> **KUTIPAN SUMBER**:

:::

BAB I
PENDAHULUAN
1.1 Latar Belakang
Negara berkembang dan negara maju
tengah berupaya meningkatkan kualitas pendidikannya, salah satu upaya tersebut
melalui perubahan kurikulum. Perubahan dan perkembangan kurikulum yang terjadi
dalam kehidupan bermasyarakat, berbangsa, dan bernegara di Indonesia tidak
terlepas dari pengaruh global, perkembangan ilmu pengetahuan dan teknologi,
serta seni dan budaya. Perubahan secara terus-menerus menyebabkan perlunya
perbaikan sistem pendidikan nasional termasuk penyempurnaan kurikulum untuk
mewujudkan masyarakat yang mampu bersaing dan menyesuaikan diri dengan
perubahan zaman.
Kurikulum merupakan seperangkat
rencana dan pengaturan mengenai tujuan, isi, dan bahan pelajaran serta cara
yang digunakan sebagai pedoman kegiatan pembelajaran yang berfungsi
mengoptimalkan perkembangan peserta didik untuk mencapai tujuan pendidikan tertentu.

:::

> **SOAL YANG DIKERJAKAN**:
1. Jawab pertanyaan berikut berdasarkan kutipan tentang kurikulum.
(a) Melalui apa negara berkembang dan negara maju berupaya meningkatkan kualitas pendidikannya?
(b) Pengaruh apa saja yang tidak terlepas dari perubahan dan perkembangan kurikulum di Indonesia?
(c) Apa fungsi pedoman kegiatan pembelajaran dalam pengertian kurikulum?
2. Tuliskan lanjutan kutipan tentang latar belakang kurikulum, mulai sesudah kalimat terakhirnya.

> **ISI KUMPULAN DATA**:
:::

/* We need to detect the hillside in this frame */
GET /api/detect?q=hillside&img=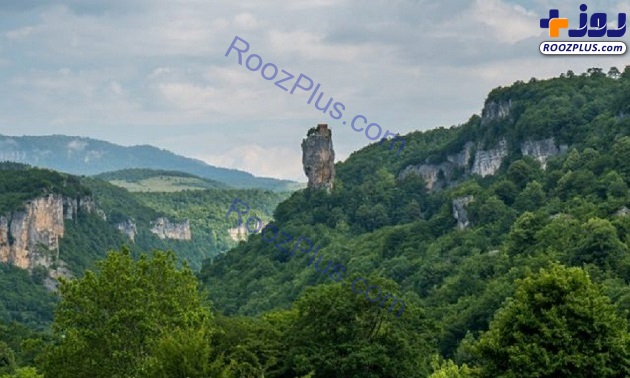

:::

> **JAWABAN BERURUTAN**:
1.
(a) Melalui perubahan kurikulum.
(b) Pengaruh global, perkembangan ilmu pengetahuan dan teknologi, serta seni dan budaya.
(c) Mengoptimalkan perkembangan peserta didik untuk mencapai tujuan pendidikan tertentu.

2.
Banyak model dalam pengembangan
kurikulum yang dapat diterapkan. Namun, penerapan model-model tersebut
sebaiknya didasarkan pada faktor-faktor yang konstan, sehingga ulasan tentang
model-model yang dibahas dapat terungkapkan secara konsisten (Subandijah,
1992:65).
1.2
Rumusan
Masalah
Adapun rumusan
masalah sebagai berikut.
1. Model Pengembangan Kurikulum Sentralistik .
2. Model
Pengembangan Kurikulum Disentralistik .
3. Model
Pengembangan Kurikulum Berbasis Konten, Tujuan, Kompetensi atau Profesi,
Kompetensi atau Profesi Berkarakter.
1.3
Tujuan
Penulisan
Adapun tujuan
dalam makalah ini sebagai berikut:
1.
Untuk Mengetahui
Model Pengembangan Kurikulum Sentralistik.
2. Untuk Mengetahui Model Pengembangan Kurikulum
Disentralistik.
3. Untuk
Mengetahui Model Pengembangan Kurikulum Berbasis Konten, Tujuan, Kompetensi
atau Profesi, Kompetensi atau Profesi Berkarakter.
BAB II
PEMBAHASAN
2.1 Pengertian Kurikulum
Kurikulum adalah seperangkat rencana dan pengaturan
mengenai tujuan, isi, dan bahan pelajaran, serta cara yang digunakan sebagai
pedoman penyelenggaraan kegiatan pembelajaran untuk mencapai tujuan pendidikan
tertentu (UU No. 20 Tahun 2003 tentang SPN).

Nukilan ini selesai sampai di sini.